### Requirements
Copy out the entries below word for word, starting at the line that contains "instance of bunting" and ending after the line that contains "left=286, top=241, right=475, bottom=576". Include both of those lines.

### Task inputs
##########

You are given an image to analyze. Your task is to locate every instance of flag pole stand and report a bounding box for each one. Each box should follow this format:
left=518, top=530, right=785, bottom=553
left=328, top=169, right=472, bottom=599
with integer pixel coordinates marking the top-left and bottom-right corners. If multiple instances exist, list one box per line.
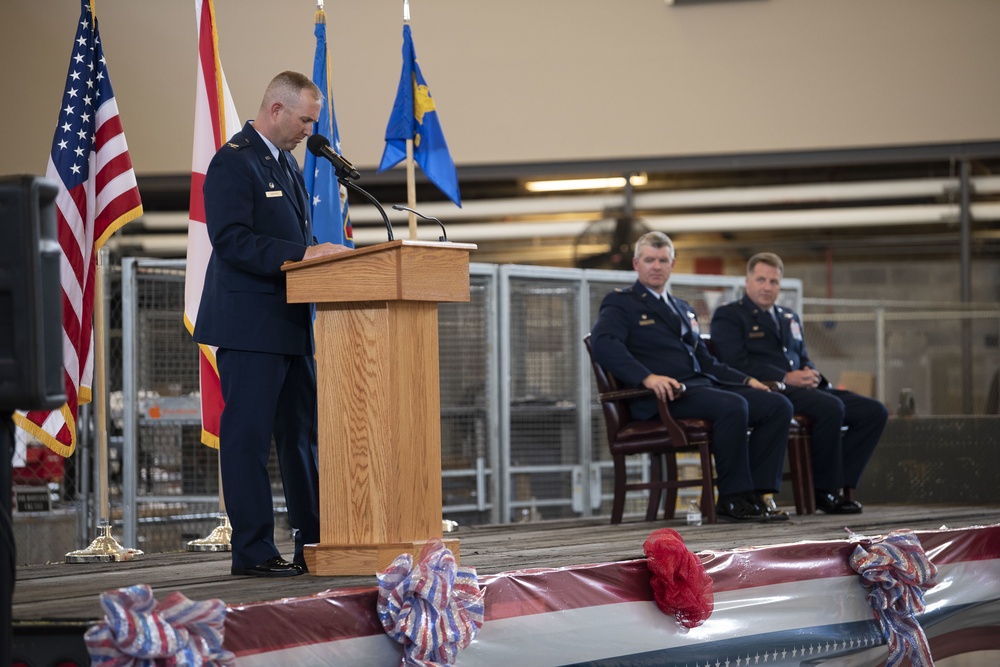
left=188, top=468, right=233, bottom=552
left=66, top=248, right=145, bottom=563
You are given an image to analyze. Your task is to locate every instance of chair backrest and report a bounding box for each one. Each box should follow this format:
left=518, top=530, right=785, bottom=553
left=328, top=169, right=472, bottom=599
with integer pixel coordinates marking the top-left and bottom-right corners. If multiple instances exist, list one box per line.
left=583, top=334, right=629, bottom=442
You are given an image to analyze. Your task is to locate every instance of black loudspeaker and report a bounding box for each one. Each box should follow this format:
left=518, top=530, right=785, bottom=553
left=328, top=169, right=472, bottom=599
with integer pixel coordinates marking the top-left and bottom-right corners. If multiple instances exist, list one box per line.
left=0, top=176, right=66, bottom=411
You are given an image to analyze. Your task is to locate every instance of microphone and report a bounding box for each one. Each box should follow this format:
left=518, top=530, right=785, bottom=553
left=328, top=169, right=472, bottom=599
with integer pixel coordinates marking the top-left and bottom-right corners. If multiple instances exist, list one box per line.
left=306, top=134, right=361, bottom=180
left=392, top=204, right=448, bottom=243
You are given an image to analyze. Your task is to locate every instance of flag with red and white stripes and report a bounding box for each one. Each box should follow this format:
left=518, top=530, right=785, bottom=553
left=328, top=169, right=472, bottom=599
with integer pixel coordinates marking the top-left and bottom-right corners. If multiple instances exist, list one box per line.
left=184, top=0, right=242, bottom=448
left=14, top=0, right=142, bottom=456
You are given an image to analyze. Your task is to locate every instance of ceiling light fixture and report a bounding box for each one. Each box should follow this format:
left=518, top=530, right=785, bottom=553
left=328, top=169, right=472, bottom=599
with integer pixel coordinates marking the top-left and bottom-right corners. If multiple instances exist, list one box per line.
left=524, top=174, right=649, bottom=192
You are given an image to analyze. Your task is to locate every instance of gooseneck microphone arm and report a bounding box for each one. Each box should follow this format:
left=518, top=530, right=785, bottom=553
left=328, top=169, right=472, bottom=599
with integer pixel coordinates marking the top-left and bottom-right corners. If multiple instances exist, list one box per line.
left=337, top=174, right=394, bottom=241
left=392, top=204, right=448, bottom=243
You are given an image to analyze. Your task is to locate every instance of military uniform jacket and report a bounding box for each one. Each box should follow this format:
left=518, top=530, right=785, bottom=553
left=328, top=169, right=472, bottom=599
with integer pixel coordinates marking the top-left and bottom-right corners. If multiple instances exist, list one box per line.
left=712, top=295, right=829, bottom=386
left=194, top=123, right=313, bottom=355
left=591, top=281, right=746, bottom=386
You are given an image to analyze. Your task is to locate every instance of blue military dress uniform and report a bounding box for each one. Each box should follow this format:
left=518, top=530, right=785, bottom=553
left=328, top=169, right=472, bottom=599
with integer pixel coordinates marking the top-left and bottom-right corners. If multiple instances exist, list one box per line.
left=194, top=123, right=319, bottom=571
left=712, top=295, right=889, bottom=491
left=591, top=281, right=792, bottom=496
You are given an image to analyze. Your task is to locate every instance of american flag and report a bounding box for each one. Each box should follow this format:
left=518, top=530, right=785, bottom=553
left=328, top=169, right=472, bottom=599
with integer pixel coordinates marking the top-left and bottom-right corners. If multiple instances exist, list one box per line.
left=14, top=0, right=142, bottom=456
left=184, top=0, right=241, bottom=449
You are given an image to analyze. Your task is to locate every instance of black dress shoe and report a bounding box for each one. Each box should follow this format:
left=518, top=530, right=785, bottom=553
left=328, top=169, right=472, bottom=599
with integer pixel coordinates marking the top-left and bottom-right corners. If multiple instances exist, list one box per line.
left=230, top=556, right=306, bottom=577
left=816, top=490, right=863, bottom=514
left=715, top=494, right=766, bottom=523
left=747, top=493, right=788, bottom=523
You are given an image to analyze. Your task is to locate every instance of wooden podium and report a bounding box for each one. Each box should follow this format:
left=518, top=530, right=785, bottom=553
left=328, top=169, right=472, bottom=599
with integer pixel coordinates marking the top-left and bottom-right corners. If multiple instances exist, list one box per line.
left=282, top=240, right=476, bottom=576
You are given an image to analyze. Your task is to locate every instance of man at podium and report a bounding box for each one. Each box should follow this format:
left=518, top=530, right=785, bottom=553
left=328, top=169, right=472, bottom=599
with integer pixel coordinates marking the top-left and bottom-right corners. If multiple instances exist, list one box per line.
left=194, top=72, right=347, bottom=577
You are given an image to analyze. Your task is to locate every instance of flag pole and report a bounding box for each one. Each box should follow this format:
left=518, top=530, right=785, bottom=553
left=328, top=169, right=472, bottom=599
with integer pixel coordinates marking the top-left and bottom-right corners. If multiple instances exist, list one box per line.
left=66, top=248, right=145, bottom=563
left=403, top=0, right=417, bottom=240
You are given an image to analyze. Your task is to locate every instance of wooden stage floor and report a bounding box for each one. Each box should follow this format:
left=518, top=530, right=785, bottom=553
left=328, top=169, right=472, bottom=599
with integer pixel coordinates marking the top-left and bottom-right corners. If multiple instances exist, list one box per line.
left=13, top=505, right=1000, bottom=626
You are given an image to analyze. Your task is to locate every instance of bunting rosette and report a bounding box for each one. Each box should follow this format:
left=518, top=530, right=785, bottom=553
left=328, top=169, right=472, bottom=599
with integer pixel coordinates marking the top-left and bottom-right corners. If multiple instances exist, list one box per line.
left=642, top=528, right=715, bottom=629
left=850, top=531, right=937, bottom=667
left=377, top=539, right=486, bottom=667
left=83, top=584, right=236, bottom=667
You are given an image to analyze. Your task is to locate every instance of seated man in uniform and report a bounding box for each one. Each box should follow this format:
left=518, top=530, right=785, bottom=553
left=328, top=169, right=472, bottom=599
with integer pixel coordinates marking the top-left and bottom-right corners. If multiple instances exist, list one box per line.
left=591, top=232, right=792, bottom=522
left=712, top=252, right=889, bottom=514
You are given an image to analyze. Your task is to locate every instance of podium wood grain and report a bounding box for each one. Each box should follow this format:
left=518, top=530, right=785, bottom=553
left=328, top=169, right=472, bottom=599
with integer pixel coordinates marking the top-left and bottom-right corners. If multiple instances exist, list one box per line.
left=286, top=241, right=475, bottom=576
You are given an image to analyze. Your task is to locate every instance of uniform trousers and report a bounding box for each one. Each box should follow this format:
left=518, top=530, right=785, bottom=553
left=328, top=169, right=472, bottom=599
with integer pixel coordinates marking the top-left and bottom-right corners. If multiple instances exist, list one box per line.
left=216, top=348, right=319, bottom=568
left=785, top=387, right=889, bottom=491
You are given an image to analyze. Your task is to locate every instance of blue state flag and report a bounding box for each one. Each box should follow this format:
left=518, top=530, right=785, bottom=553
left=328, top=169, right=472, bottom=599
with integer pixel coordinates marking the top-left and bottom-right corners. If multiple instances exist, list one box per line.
left=378, top=24, right=462, bottom=206
left=302, top=9, right=354, bottom=248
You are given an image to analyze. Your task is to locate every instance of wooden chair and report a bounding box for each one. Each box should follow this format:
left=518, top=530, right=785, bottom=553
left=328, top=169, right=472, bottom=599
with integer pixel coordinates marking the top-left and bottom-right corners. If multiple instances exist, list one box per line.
left=583, top=335, right=715, bottom=523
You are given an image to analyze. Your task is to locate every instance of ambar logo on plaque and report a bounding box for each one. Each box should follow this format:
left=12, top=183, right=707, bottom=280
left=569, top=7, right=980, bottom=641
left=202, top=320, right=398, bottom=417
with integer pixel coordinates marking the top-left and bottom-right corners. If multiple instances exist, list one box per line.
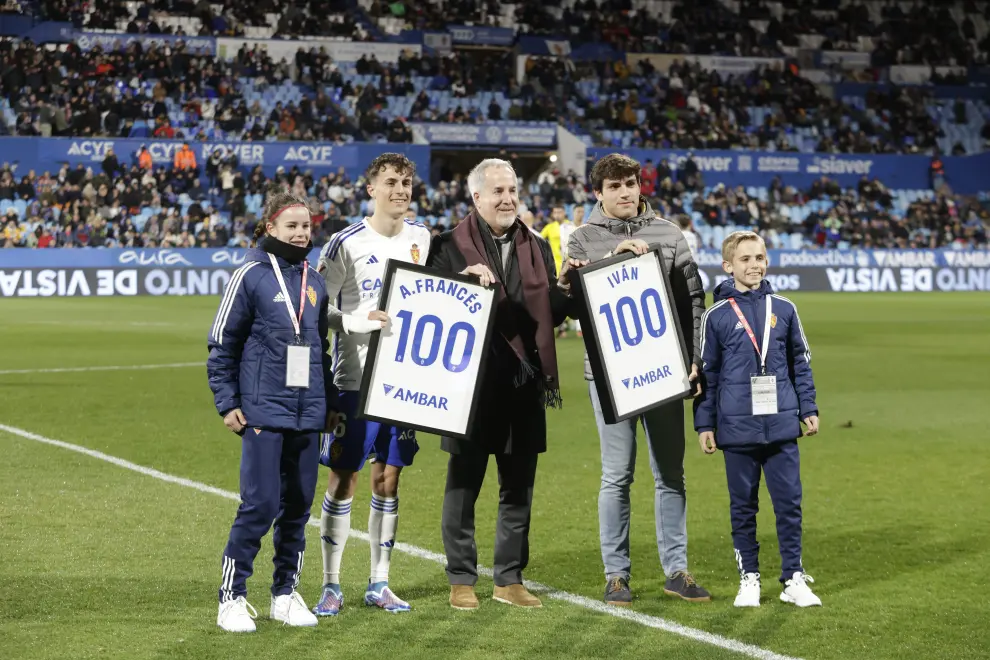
left=571, top=249, right=691, bottom=424
left=358, top=260, right=495, bottom=438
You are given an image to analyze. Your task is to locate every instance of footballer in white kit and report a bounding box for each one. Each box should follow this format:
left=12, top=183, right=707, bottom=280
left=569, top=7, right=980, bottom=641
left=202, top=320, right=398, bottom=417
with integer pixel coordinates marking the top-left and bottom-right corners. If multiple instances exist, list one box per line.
left=313, top=153, right=431, bottom=616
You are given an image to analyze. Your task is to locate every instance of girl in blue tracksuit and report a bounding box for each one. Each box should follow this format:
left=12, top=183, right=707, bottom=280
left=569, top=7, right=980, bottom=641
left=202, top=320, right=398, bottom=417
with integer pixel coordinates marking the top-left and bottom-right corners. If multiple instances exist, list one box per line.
left=207, top=193, right=337, bottom=632
left=694, top=232, right=821, bottom=607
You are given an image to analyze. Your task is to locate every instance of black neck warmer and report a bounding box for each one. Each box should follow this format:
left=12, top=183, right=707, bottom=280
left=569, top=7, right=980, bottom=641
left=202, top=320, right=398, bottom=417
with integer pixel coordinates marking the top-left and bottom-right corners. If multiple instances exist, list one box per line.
left=258, top=235, right=313, bottom=264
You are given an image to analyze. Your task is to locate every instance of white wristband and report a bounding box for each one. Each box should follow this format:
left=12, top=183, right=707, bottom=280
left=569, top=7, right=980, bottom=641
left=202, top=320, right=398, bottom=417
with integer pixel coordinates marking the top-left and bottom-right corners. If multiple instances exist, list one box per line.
left=340, top=314, right=382, bottom=335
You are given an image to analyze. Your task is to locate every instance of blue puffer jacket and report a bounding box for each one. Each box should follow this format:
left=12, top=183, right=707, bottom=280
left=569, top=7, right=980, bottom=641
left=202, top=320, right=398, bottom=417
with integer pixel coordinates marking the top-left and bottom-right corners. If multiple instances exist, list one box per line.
left=206, top=248, right=337, bottom=431
left=694, top=280, right=818, bottom=449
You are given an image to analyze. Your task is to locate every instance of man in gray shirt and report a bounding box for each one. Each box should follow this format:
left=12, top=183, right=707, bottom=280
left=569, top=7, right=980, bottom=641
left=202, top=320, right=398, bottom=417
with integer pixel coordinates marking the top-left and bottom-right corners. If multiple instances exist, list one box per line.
left=567, top=154, right=711, bottom=606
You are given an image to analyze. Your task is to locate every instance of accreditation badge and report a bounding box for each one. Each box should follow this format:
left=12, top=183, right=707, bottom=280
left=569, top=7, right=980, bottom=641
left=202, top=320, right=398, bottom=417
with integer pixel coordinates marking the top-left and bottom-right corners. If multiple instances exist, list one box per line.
left=749, top=375, right=777, bottom=415
left=285, top=337, right=309, bottom=387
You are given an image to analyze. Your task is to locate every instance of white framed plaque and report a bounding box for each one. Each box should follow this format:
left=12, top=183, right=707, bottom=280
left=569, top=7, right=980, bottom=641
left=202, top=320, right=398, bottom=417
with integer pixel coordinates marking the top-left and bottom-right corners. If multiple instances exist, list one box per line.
left=570, top=248, right=691, bottom=424
left=357, top=259, right=495, bottom=439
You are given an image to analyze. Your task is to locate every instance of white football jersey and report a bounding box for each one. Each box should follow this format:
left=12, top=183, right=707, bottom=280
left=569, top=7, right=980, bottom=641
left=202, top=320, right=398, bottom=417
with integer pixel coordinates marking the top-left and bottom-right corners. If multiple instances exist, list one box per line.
left=320, top=218, right=432, bottom=391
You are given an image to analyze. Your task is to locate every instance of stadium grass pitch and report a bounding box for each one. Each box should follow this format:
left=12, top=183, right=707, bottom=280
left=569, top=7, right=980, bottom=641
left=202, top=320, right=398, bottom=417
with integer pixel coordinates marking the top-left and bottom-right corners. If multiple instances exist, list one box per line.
left=0, top=294, right=990, bottom=660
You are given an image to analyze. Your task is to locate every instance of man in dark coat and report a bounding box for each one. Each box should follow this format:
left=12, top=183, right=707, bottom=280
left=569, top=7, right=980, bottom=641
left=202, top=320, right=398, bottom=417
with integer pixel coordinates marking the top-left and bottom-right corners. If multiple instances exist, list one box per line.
left=427, top=158, right=571, bottom=610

##########

### Result for this task
You are given an image to analyze. Your task is to locate every instance of bunting rosette and report a bounding box for each one. Each box should follow this format:
left=518, top=530, right=785, bottom=553
left=328, top=169, right=472, bottom=599
with integer pixel coordinates marking the top-left and bottom-right corners. If multiple instances exist, list one box per line.
left=642, top=528, right=715, bottom=629
left=850, top=531, right=937, bottom=667
left=377, top=539, right=486, bottom=667
left=83, top=584, right=236, bottom=667
You are given an image to analyze. Your task is to locate every instance of seated man in uniform and report a bounding box for each one. Each box should follow this format:
left=518, top=530, right=785, bottom=553
left=328, top=169, right=472, bottom=599
with integer pixel coordinates marking the top-left and bottom-right corners. If multiple instances exist, list one box per line.
left=591, top=232, right=792, bottom=522
left=712, top=252, right=889, bottom=514
You are given an image to analyze. Your task is to locate every instance of podium wood grain and report a bounding box for each one. Each box should follow this format:
left=518, top=530, right=785, bottom=553
left=328, top=169, right=472, bottom=599
with integer pixel coordinates marking the top-left and bottom-right corners. If multiple instances exist, list one box per line.
left=286, top=241, right=475, bottom=576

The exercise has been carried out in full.